I have had a long week which included just 4 something hours of sleep last night before a 12 hour shift today. I had one of those days where everything was 10 times harder than it needed to be and I was feeling pretty sorry for myself. I was so exhausted and although I rarely complain out loud, what was going through my head was fairly pathetic. I could not WAIT to get out for the night and go home for a good night's sleep. On my way to the elevators the overhead speakers came on and announced a "code blue" on our neighboring unit which houses the transplant patients. When a code is called the air takes on this charge, almost an electricity, and it is sickening when you realize a child is on the other end of the emergency. I got to the garage and just prayed for everyone, the child, their family, and for wisdom and discretion for the doctors and nurses present at the code. As I was driving I started realizing how devastating this situation is. Imagine waiting for your child to receive an organ that is often their only chance for survival, just to have that promise of a new life taken away. Those kids in particular are really sick, and survival although good, its not 100%. I found myself feeling intense empathy for the parents of the child and other children who don't survive and the word "Why" started creeping into my thoughts. Immediately Psalm 46:10 came to mind. "Be still and know that I am God". We don't understand God's plan, it stretches through eternity, the concept of which we can't even begin to comprehend.

(Data for segmentation masks)
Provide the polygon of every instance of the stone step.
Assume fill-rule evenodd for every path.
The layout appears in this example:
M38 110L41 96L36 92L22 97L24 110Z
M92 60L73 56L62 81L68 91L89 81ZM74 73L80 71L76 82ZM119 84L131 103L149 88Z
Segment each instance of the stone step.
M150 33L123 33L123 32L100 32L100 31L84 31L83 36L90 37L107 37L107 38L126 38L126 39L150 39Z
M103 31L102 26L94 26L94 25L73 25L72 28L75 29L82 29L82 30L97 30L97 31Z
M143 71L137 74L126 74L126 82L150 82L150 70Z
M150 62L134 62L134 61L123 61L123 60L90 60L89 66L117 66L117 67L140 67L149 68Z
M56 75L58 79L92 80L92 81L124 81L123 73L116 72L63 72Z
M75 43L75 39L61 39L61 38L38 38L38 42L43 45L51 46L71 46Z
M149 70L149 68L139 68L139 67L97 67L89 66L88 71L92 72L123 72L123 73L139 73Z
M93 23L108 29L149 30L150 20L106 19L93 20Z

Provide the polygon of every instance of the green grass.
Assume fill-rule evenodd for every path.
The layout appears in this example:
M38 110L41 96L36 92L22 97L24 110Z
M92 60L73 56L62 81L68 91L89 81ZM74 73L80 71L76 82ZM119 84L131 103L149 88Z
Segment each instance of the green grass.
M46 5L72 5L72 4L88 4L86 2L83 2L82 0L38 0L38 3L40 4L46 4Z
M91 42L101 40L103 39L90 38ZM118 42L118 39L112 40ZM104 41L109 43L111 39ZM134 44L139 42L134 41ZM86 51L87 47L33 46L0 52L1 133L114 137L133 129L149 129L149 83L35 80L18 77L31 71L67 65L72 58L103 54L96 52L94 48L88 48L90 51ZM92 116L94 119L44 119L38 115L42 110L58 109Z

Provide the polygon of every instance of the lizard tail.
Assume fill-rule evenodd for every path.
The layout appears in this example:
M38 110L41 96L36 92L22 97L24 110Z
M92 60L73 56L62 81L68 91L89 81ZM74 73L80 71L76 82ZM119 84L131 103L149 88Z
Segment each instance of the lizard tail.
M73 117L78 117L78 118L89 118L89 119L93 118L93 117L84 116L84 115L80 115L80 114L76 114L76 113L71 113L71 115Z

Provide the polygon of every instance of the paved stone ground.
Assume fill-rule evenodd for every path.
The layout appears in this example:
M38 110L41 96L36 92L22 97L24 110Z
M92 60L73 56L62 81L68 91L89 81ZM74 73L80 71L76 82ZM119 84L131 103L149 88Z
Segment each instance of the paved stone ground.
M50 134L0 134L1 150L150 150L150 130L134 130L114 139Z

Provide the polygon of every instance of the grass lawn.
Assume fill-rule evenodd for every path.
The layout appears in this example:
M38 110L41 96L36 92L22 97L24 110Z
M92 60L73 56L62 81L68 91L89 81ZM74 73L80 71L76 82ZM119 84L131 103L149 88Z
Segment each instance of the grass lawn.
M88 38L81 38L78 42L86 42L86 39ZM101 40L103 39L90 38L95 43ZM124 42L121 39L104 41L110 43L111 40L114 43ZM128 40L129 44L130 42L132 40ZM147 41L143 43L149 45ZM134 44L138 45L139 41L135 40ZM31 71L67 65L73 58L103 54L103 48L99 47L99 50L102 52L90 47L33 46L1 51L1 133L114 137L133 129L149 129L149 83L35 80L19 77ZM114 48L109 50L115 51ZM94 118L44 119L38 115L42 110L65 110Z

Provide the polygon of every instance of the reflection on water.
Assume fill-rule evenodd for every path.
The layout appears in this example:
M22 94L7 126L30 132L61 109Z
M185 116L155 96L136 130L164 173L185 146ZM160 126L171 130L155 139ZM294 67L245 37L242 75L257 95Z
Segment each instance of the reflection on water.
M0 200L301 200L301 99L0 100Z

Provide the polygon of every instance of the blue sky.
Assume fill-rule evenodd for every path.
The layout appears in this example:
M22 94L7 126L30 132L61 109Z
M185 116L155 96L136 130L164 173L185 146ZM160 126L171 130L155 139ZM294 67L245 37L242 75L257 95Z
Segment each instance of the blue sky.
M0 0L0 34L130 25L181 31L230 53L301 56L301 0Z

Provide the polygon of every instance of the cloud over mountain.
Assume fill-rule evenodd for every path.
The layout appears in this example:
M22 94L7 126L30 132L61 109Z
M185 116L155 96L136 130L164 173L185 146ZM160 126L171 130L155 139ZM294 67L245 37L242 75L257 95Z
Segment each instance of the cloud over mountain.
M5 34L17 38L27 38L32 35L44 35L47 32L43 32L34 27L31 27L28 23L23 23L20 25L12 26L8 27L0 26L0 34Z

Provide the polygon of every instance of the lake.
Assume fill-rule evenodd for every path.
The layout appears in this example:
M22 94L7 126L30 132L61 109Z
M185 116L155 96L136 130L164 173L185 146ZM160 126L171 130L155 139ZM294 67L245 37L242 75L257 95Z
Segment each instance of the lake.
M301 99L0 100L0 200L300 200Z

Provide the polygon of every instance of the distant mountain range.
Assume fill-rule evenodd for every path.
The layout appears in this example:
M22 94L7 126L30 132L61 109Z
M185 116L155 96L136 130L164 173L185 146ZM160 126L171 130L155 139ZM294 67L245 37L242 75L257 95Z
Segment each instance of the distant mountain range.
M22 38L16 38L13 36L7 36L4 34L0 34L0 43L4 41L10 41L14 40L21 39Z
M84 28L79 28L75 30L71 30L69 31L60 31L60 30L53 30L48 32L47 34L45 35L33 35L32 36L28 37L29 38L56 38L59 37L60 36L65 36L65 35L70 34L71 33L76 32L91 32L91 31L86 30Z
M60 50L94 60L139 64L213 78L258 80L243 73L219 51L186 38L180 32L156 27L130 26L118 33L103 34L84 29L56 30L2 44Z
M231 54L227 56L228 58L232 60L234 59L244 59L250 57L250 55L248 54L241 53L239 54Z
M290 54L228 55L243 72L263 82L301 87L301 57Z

* [AIM OF THE TASK] Continue the reflection on the code blue, starting right after its final sentence. This data comes from a source separate from the reflection on the code blue.

* [TASK OUTPUT]
God is present in every moment of every day, He does not turn away from us in times of hardship. During those times sometimes we need to be reminded to "Be still".
Needless to say I felt pretty guilty for my ridiculous self pity earlier in the day. My perspective on life is back in check for now. I'm sure I will always need reality checks, my lesson today was to be open to them so I can learn from them.
The first time I heard Psalm 46:10 was when I heard Den's mom tell me a story. I came in one morning and she told me the night before that Den had been in considerable pain and in the middle of all of it he looked at her and said "Mom, God just told me to be still and know the He is God". This was just weeks before he would start undergoing his 17 surgeries. God is undeniable, none of this can be dismissed as coincidence, we just need to all be open to what He has to share with us and keep life in perspective.